■ **What you have to do**:
Gather every line in the data below that contains the string "canal", treating uppercase and lowercase letters as distinct.

■ **Data for the task**:

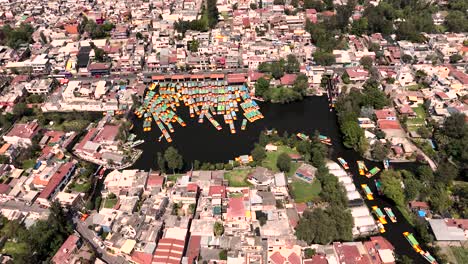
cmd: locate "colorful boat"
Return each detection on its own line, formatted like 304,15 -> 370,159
377,222 -> 385,233
241,118 -> 247,130
319,135 -> 331,145
384,207 -> 396,223
296,133 -> 310,141
361,184 -> 374,201
403,232 -> 422,253
356,160 -> 367,175
372,206 -> 387,225
338,157 -> 349,170
421,251 -> 437,264
374,179 -> 383,195
229,122 -> 236,134
366,167 -> 380,178
383,159 -> 390,170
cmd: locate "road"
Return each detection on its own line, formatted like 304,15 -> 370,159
0,200 -> 49,214
73,217 -> 128,264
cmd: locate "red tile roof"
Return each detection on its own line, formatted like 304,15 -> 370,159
6,122 -> 39,139
146,173 -> 164,187
152,238 -> 185,264
39,162 -> 75,199
64,24 -> 78,35
288,252 -> 301,264
227,197 -> 245,218
187,183 -> 198,192
52,235 -> 80,264
132,251 -> 153,264
377,120 -> 401,129
280,74 -> 297,85
0,183 -> 10,194
371,236 -> 395,250
226,73 -> 245,83
76,128 -> 97,150
375,109 -> 396,119
186,236 -> 201,263
93,125 -> 119,143
270,251 -> 286,264
208,185 -> 226,198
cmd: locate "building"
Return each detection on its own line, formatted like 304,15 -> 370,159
51,235 -> 82,264
37,162 -> 75,206
428,219 -> 468,241
3,120 -> 40,147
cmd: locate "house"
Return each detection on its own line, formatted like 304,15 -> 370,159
294,163 -> 317,183
51,235 -> 82,264
37,162 -> 76,206
3,120 -> 40,146
346,67 -> 369,82
428,219 -> 468,242
247,167 -> 274,185
374,108 -> 397,121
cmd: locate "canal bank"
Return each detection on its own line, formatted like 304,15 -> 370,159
133,96 -> 425,263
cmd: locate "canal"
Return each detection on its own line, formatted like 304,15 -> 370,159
132,96 -> 425,263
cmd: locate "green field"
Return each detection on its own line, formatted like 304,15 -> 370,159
72,182 -> 91,193
450,247 -> 468,264
290,179 -> 322,203
406,105 -> 426,131
224,170 -> 252,187
262,146 -> 300,176
2,241 -> 28,255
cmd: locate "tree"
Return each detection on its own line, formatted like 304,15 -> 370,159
372,141 -> 390,161
359,56 -> 374,70
156,152 -> 166,173
276,152 -> 291,172
188,40 -> 200,52
255,77 -> 270,97
445,9 -> 468,33
340,121 -> 364,150
401,54 -> 413,63
250,144 -> 266,164
304,248 -> 317,259
380,170 -> 405,206
312,51 -> 335,66
164,146 -> 184,174
218,249 -> 227,260
213,222 -> 224,237
284,54 -> 300,73
449,53 -> 462,63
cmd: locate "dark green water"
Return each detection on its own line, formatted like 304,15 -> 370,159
133,97 -> 425,263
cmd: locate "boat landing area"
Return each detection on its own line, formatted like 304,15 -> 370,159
135,81 -> 264,142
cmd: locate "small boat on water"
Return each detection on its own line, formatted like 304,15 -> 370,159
319,135 -> 331,145
377,222 -> 385,233
296,133 -> 310,141
372,206 -> 387,225
366,167 -> 380,178
338,157 -> 349,170
384,207 -> 396,223
361,184 -> 374,201
383,159 -> 390,170
356,160 -> 367,176
130,139 -> 145,148
403,232 -> 422,253
241,119 -> 247,130
421,251 -> 437,264
374,179 -> 383,195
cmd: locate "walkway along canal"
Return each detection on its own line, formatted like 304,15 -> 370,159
132,96 -> 427,263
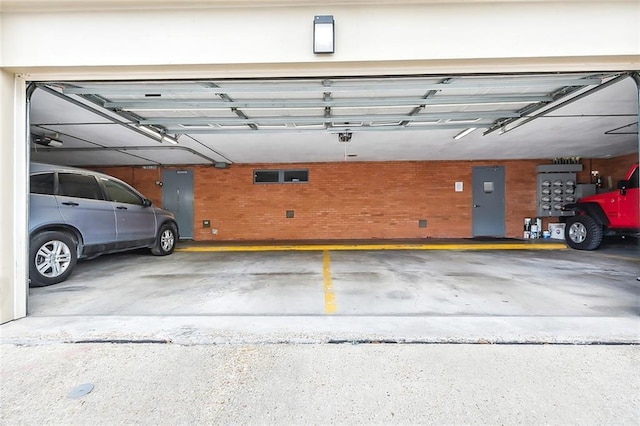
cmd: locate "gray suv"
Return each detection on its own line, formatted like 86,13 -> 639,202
29,163 -> 178,287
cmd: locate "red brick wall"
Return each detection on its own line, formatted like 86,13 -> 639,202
94,154 -> 637,241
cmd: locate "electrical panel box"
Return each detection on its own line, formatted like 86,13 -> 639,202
537,173 -> 578,217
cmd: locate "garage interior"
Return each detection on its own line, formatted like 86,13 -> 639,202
30,72 -> 638,242
0,0 -> 638,332
15,72 -> 638,343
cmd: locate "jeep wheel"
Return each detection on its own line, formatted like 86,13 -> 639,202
151,223 -> 178,256
29,231 -> 78,287
564,215 -> 603,250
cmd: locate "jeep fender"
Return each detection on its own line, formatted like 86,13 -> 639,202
563,202 -> 609,227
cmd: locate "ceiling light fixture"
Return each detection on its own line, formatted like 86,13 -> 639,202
453,127 -> 477,140
137,126 -> 178,145
313,15 -> 335,53
31,133 -> 62,148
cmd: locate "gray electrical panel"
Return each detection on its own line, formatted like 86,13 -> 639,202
537,173 -> 577,217
536,164 -> 588,217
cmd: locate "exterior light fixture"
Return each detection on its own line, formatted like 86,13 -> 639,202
313,15 -> 336,53
338,132 -> 353,142
453,127 -> 477,140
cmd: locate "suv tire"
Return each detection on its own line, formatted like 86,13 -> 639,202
564,215 -> 603,250
29,231 -> 78,287
151,223 -> 178,256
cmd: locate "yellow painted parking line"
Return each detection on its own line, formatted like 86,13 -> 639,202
175,243 -> 567,252
322,250 -> 338,314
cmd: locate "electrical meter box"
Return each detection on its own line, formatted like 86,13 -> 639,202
536,164 -> 582,217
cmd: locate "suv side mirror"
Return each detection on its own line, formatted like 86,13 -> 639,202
618,179 -> 629,195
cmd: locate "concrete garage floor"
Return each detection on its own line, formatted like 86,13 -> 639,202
0,243 -> 640,425
2,238 -> 640,344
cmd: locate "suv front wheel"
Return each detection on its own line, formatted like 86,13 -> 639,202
151,223 -> 178,256
564,215 -> 603,250
29,231 -> 78,287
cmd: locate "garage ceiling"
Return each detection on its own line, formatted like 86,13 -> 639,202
30,72 -> 638,166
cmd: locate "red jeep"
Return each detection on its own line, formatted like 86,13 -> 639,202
563,163 -> 640,250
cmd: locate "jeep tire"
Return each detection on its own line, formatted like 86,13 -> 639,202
564,215 -> 603,250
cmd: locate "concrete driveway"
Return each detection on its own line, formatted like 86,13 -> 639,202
2,241 -> 640,343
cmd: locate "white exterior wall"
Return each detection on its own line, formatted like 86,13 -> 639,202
0,0 -> 640,322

■ **Written response**:
cmd: locate "canal bank"
cmd: locate "canal"
cmd: locate "walkway along canal"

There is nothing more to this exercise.